● **What to produce**:
Please rewrite the entries from the line containing "Target: minnie mouse mascot costume" through the end of the entries, substituting "boundary" for "outline" and changing nothing else.

● **Record set**:

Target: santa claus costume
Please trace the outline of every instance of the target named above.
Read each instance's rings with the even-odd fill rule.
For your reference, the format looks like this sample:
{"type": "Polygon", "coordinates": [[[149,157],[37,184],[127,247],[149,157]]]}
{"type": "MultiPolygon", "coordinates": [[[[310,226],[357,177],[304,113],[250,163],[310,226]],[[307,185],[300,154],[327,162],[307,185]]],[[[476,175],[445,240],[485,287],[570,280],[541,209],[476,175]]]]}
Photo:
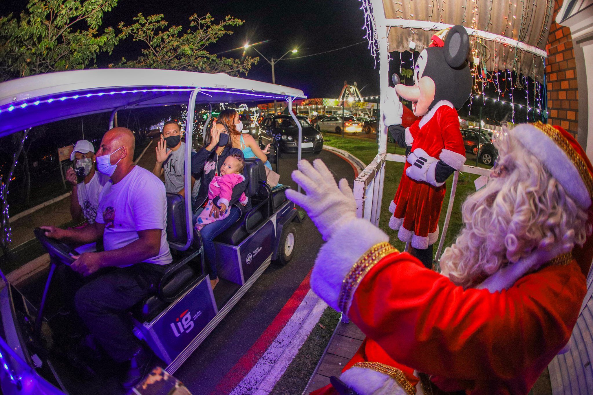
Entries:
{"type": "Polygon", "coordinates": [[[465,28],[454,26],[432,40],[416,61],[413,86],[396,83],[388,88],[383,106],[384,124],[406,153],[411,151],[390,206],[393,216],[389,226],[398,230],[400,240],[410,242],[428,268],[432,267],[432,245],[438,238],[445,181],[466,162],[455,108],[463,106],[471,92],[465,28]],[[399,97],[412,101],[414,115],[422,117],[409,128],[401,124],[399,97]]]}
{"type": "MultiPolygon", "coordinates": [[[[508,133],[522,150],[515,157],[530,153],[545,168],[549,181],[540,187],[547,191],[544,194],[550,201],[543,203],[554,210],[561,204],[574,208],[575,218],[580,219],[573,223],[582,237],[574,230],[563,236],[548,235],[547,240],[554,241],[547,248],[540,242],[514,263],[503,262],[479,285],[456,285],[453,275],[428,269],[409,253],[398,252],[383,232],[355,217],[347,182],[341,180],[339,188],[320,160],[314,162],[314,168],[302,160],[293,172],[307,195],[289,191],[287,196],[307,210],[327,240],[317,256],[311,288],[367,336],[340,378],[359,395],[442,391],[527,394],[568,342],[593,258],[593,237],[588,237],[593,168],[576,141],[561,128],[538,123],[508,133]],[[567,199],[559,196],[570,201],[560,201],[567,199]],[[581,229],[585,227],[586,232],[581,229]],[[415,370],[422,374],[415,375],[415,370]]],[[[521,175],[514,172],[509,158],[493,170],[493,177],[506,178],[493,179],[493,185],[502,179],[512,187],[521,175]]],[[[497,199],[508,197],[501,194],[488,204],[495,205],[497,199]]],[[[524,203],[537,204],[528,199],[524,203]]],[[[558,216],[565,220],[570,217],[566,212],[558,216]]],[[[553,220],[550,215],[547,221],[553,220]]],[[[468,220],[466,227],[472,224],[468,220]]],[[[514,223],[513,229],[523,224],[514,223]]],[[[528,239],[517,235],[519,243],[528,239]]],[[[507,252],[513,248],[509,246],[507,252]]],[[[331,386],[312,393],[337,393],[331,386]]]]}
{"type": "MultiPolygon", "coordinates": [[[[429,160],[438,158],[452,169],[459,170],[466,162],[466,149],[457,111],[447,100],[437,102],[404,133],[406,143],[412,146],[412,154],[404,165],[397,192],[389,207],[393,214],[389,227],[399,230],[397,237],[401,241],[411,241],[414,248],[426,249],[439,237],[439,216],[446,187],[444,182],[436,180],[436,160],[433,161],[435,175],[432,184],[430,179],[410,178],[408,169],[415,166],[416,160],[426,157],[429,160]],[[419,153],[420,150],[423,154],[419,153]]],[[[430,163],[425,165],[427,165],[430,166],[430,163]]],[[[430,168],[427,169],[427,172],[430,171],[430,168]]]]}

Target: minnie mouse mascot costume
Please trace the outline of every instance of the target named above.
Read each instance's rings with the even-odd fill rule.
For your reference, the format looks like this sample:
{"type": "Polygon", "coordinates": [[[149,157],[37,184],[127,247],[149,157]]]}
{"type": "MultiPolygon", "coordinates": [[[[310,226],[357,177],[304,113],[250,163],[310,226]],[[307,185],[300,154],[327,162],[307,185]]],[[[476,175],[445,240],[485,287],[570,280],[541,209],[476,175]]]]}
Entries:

● **Complete response**:
Target: minnie mouse mascot costume
Please trace the boundary of every instance of the target named above.
Read each instance's rings with the even-odd fill rule.
For your reference, the format looks like this sample:
{"type": "Polygon", "coordinates": [[[149,157],[37,184],[127,247],[149,157]]]}
{"type": "MultiPolygon", "coordinates": [[[[310,226],[357,177],[304,113],[250,163],[310,226]],[[307,185],[300,154],[327,162],[307,185]]],[[[476,175],[445,240],[485,287],[570,280],[541,209],[476,175]]]]}
Entries:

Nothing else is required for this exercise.